> **과제 요구 사항**
"Task: check that each instance of the gravel" 문구가 들어 있는 줄에서 시작하여 "[(846, 732), (372, 720)]" 문구가 들어 있는 줄에서 끝나는 부분만 다시 쓰시오. 이때 "gravel ground" 표현을 "sandy ground" 표현으로 바꾸고 나머지는 그대로 두시오.

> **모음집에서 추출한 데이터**

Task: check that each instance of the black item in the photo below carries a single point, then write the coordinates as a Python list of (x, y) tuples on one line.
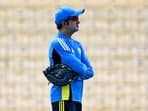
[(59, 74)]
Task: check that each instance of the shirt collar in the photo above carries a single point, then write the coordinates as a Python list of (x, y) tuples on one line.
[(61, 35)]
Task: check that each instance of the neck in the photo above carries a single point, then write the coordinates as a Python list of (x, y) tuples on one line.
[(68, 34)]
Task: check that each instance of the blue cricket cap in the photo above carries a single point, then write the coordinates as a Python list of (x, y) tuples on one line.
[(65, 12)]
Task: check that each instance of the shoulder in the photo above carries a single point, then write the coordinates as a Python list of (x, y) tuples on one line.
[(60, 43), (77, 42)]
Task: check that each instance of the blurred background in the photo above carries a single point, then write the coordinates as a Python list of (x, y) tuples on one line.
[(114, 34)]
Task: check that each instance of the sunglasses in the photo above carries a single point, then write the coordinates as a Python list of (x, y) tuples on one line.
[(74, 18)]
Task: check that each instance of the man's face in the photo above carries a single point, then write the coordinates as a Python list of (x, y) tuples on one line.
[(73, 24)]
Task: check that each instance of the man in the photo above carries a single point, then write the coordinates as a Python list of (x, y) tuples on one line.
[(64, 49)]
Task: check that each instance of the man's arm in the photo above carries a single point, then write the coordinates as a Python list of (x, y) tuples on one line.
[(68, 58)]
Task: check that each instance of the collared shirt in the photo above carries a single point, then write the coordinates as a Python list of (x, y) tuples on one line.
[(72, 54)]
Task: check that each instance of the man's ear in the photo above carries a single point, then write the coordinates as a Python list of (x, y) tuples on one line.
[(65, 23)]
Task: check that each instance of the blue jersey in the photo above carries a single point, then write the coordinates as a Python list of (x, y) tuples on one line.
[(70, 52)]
--
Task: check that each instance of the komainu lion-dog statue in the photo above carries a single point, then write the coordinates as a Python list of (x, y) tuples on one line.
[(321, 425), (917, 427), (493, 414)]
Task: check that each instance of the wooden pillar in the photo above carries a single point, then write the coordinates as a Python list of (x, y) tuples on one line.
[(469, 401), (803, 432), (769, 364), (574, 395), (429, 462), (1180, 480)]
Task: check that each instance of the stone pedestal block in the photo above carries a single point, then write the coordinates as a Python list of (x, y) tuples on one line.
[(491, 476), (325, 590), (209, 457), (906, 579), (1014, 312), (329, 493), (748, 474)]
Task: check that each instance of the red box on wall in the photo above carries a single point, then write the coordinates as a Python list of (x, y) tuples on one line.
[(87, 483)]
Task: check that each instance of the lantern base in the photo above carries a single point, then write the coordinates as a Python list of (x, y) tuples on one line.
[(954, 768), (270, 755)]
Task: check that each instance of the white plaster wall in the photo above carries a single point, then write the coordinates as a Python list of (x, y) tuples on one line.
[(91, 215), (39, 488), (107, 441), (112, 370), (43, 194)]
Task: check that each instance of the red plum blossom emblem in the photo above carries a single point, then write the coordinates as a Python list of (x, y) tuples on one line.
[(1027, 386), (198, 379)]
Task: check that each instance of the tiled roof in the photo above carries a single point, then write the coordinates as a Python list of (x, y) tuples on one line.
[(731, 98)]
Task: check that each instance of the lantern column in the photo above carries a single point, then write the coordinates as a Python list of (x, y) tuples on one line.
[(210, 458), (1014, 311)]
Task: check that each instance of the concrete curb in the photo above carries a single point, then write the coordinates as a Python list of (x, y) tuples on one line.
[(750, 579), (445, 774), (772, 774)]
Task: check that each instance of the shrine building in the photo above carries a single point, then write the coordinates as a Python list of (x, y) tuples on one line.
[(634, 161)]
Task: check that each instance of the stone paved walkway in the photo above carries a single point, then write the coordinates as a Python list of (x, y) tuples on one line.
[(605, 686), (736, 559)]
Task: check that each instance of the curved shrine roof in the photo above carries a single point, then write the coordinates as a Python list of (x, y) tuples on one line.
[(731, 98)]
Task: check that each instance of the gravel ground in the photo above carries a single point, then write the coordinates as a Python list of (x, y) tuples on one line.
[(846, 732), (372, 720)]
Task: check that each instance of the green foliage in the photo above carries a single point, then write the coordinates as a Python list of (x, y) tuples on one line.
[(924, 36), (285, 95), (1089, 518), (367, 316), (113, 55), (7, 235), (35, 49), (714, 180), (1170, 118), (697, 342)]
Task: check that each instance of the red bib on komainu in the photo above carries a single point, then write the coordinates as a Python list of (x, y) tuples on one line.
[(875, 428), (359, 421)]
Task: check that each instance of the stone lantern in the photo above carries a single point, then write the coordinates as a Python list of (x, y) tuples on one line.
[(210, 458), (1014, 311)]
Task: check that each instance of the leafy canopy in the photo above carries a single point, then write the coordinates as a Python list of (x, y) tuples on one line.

> **과제 수행 결과**
Task: check that each instance of the sandy ground in the photo above carries a single point, then write the coordinates as a Python list of (x, y) tuples on one line.
[(846, 732), (372, 720)]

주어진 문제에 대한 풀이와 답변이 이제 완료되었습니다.